──────── MATERIAL SHOWN
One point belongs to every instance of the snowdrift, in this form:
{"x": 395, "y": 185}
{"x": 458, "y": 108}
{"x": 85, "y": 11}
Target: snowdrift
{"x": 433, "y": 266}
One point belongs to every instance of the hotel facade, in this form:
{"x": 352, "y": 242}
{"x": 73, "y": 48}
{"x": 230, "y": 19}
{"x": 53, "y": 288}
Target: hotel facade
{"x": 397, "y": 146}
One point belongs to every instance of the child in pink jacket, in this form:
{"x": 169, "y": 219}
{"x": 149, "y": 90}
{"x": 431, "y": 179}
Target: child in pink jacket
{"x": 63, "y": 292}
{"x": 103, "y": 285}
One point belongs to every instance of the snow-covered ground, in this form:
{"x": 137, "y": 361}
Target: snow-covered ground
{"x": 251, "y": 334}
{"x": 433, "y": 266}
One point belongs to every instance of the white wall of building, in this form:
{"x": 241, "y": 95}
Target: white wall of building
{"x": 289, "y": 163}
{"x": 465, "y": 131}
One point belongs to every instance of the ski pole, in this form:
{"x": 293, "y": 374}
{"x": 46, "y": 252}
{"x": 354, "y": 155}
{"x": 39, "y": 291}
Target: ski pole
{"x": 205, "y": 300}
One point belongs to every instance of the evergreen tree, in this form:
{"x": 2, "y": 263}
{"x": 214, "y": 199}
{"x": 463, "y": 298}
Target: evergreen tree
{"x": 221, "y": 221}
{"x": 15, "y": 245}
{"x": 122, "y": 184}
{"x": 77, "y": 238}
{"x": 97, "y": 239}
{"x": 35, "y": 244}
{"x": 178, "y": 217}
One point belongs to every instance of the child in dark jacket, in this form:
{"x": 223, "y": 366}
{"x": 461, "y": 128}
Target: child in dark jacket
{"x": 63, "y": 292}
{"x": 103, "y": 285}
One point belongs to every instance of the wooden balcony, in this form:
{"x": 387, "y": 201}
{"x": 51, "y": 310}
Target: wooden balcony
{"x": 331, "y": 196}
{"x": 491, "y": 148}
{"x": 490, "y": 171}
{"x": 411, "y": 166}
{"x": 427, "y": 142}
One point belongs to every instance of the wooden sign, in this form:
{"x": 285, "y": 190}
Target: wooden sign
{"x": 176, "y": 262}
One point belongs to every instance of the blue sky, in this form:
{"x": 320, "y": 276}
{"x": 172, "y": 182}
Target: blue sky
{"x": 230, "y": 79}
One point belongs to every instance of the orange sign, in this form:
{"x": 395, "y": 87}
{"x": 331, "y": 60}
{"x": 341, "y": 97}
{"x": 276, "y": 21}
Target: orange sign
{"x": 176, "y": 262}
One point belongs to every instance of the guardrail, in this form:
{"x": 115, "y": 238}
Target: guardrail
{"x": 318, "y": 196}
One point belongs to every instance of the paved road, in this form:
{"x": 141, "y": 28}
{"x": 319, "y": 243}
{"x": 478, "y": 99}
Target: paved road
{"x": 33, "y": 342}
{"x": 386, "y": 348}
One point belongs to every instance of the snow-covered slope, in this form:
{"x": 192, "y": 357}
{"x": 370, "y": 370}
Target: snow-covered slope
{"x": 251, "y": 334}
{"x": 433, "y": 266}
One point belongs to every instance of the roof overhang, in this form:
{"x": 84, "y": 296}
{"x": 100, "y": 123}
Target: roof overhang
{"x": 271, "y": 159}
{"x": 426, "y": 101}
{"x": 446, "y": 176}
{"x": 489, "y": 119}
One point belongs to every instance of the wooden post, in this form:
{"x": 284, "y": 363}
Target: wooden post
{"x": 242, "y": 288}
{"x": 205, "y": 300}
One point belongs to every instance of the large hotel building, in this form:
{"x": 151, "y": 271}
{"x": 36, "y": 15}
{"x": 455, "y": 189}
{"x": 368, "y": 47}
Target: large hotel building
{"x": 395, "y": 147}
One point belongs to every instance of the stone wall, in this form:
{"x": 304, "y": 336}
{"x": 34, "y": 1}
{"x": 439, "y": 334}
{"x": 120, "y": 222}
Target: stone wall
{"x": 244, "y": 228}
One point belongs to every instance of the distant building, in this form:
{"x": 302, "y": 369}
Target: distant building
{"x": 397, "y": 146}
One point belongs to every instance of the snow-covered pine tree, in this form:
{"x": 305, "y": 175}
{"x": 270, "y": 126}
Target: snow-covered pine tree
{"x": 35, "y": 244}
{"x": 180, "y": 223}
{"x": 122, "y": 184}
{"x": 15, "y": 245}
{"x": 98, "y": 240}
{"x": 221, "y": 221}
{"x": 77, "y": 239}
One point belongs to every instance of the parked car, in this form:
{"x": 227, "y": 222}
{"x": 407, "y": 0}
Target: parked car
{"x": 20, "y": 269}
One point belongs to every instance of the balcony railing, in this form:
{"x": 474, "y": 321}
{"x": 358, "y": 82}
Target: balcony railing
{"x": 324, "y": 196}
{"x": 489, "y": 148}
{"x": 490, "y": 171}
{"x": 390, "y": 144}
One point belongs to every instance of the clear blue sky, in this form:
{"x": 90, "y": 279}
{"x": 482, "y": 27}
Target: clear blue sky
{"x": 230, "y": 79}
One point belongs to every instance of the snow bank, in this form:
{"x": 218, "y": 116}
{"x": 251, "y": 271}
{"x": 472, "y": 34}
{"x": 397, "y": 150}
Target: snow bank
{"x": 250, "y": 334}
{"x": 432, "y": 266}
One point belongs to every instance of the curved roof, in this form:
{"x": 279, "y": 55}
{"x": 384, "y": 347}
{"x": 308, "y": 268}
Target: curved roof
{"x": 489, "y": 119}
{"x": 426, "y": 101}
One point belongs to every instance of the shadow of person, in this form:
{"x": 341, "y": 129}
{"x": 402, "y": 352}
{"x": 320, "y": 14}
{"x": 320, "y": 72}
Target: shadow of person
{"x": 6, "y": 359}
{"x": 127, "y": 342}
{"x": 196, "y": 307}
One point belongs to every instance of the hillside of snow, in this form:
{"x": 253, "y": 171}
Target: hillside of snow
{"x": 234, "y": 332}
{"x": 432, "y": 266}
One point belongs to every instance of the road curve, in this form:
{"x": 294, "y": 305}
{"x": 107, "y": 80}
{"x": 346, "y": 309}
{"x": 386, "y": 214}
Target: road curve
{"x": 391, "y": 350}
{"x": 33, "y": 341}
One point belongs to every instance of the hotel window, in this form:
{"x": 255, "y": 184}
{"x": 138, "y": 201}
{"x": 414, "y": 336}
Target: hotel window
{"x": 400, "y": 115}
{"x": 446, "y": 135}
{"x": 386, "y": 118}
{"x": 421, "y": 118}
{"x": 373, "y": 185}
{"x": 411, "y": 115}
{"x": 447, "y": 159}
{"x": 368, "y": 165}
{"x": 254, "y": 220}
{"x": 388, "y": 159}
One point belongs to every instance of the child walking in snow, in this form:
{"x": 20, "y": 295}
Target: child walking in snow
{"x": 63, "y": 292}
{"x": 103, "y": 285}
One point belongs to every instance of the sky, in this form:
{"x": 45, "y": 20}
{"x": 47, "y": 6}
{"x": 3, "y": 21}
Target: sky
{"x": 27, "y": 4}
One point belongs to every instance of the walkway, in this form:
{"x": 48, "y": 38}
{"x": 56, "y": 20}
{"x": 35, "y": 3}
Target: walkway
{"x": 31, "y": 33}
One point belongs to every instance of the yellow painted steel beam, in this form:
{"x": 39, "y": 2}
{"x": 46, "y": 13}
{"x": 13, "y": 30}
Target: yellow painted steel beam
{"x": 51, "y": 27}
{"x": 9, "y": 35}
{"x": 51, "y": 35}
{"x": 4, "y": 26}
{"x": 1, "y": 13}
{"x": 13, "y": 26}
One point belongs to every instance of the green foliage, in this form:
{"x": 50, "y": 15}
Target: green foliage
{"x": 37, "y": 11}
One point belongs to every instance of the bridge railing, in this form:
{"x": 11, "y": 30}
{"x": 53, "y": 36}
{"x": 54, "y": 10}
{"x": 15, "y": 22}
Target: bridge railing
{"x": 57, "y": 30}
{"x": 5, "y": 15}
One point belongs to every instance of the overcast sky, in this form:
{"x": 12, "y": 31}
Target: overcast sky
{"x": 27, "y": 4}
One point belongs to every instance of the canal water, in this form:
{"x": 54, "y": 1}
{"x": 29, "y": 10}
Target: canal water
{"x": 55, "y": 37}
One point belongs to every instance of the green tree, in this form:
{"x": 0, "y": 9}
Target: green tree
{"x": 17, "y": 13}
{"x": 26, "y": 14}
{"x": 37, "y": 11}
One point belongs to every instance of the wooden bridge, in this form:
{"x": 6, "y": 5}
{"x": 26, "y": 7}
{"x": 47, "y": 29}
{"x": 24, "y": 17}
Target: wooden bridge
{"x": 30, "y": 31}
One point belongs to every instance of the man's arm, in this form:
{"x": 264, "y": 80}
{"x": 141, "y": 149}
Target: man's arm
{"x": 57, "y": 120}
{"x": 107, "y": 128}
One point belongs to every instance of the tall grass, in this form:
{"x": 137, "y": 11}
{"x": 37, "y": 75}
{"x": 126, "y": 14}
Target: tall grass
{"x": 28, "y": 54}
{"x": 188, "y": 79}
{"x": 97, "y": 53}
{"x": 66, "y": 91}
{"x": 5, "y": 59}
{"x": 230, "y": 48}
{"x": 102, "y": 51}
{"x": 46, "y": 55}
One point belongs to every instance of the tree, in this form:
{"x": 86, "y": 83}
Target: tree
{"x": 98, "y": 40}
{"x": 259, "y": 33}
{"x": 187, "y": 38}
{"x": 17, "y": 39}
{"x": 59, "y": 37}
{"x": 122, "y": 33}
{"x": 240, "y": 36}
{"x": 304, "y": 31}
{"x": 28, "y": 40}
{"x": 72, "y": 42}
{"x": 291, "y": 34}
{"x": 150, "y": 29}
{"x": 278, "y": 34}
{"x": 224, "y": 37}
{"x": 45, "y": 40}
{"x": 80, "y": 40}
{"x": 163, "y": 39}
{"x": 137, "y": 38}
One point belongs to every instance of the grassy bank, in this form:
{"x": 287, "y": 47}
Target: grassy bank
────────────────
Beginning with the line that holds "One point belongs to every instance of the wooden bridge, in", restate word for word every line down to the end of the data, and only those lines.

One point belongs to every instance of the wooden bridge, in this form:
{"x": 6, "y": 5}
{"x": 26, "y": 7}
{"x": 47, "y": 29}
{"x": 24, "y": 17}
Target: wooden bridge
{"x": 30, "y": 31}
One point belongs to every instance of the man's arm, in this form:
{"x": 264, "y": 80}
{"x": 141, "y": 149}
Target: man's arm
{"x": 57, "y": 120}
{"x": 107, "y": 128}
One point belongs to every instance of the tall grass, in this form:
{"x": 137, "y": 11}
{"x": 37, "y": 75}
{"x": 126, "y": 14}
Target: tall grass
{"x": 28, "y": 54}
{"x": 188, "y": 79}
{"x": 97, "y": 53}
{"x": 66, "y": 91}
{"x": 5, "y": 59}
{"x": 230, "y": 48}
{"x": 102, "y": 51}
{"x": 46, "y": 55}
One point belongs to every instance of the tree, in this form:
{"x": 86, "y": 83}
Target: tree
{"x": 98, "y": 40}
{"x": 259, "y": 33}
{"x": 187, "y": 38}
{"x": 17, "y": 39}
{"x": 59, "y": 37}
{"x": 122, "y": 33}
{"x": 240, "y": 36}
{"x": 304, "y": 31}
{"x": 28, "y": 40}
{"x": 72, "y": 42}
{"x": 291, "y": 34}
{"x": 150, "y": 29}
{"x": 278, "y": 34}
{"x": 224, "y": 37}
{"x": 45, "y": 40}
{"x": 80, "y": 40}
{"x": 163, "y": 39}
{"x": 137, "y": 38}
One point belongs to every instance of the grassy bank, in this form:
{"x": 287, "y": 47}
Target: grassy bank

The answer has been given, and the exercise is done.